### WHAT YOU WILL DO
Give back each of the items below word for word, leaving out the pictures.

________________________________________

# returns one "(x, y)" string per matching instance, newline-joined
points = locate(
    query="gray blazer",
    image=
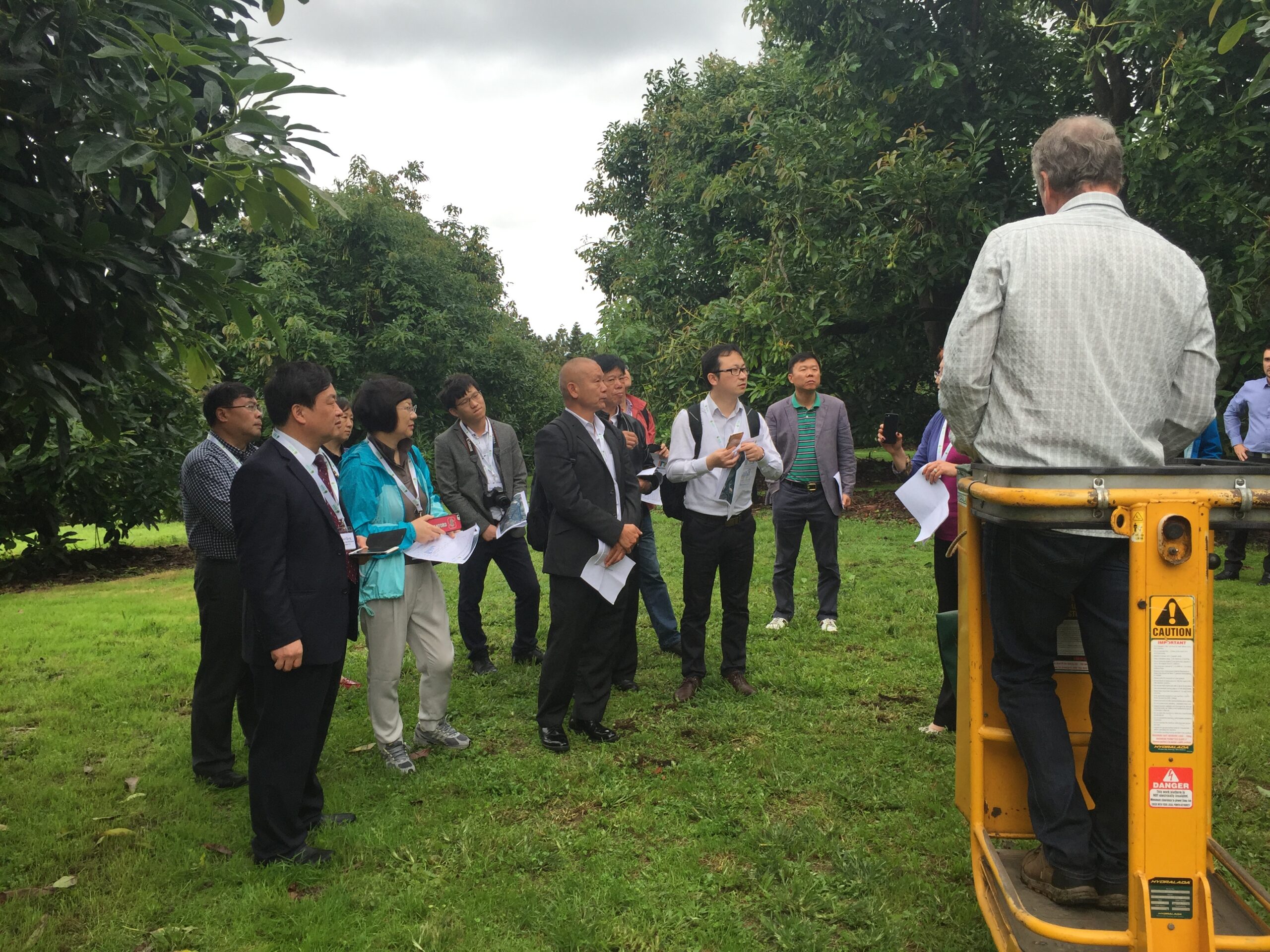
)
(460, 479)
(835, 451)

________________________________________

### EXERCISE RESPONSE
# returns one "(x, y)" string per matching instance, newline-joined
points = locate(
    query="gray blazer",
    image=
)
(460, 479)
(835, 451)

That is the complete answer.